→ **Excerpt to read**:

- - - - - - -

3. Sometimes the Best Thing to Do is to Do Nothing
Situations that "push our buttons" seductively compel us to react. In the above example of the jealous spouse, the husband reacted to the feeling of jealousy by announcing his displeasure to his wife and leaving in a huff. Subsequently, he even hurled verbal abuses at her. Jealousy made him vulnerable and prone to thoughtless actions that, as it turned out, were irreversible. It is important to recognize that holding ourselves back from acting in the heat of the moment is probably a wise course of (in)action. Sometimes it may imply that we have to temporarily move ourselves away from the trigger. Introducing such a conscious time-delay in these situations helps our intelligence to catch up with our emotions. In other words, we are able to be more balanced and emotionally intelligent. This spatial moment of inaction is the womb in which we grow.
4. Accepting One's Weaknesses is a Sign of Strength
The sacred space we introduce by not acting on our impulses provides us an opening to recognize our limitation. Knowing and understanding our limitation is very crucial and a significant part of emancipating ourselves from its control. It is important that you don't chastise or admonish yourself for your feelings. Be kind to yourself and simply accept the feeling as it is without trying to change it. Supportive relationships can be of great value at this step in helping us recognize that such feelings are not unusual and in fact quite pervasive in everybody. This courageous act of acceptance allows us to realize that there exists a part of us that is beyond the constraining limitations. Embracing our weaknesses affirms that we are more universal than our limitations.

- - - - - - -

→ **Provided data**:
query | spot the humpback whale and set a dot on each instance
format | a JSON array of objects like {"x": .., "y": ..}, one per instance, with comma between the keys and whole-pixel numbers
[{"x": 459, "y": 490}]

- - - - - - -

Continue the passage on handling emotional triggers, starting right after its final sentence.

5. Between Suppression and Expression Lies Observation
Detach yourself from the feelings and simply see them for what they are. Observe the type of events that generate these constrictive emotions and patterns of thoughts. Understand and experience the insecurity or incompleteness within that is triggering the feeling of jealousy. Recognize that since you are able to see the limitations there must exist a "you" that is invariant and cannot be besieged by these limiting emotions. Know that you don't need anything or anybody to make you feel complete and that the completeness is always there. When we become the Ocean itself, the flood of negativity can never ever drown us again.
Thanks so much for allowing me to share this (not-so) brief diary of my ongoing journey; in sharing I myself learn. And since you are catalyzing my process of self-discovery, all of you "out-there" are my Gurus. My warmest regards to you. Wish you a very Happy Guru Poornima!
The mist of negative emotions sheds when the seer awakens to the radiant sunshine of the singular universal truth.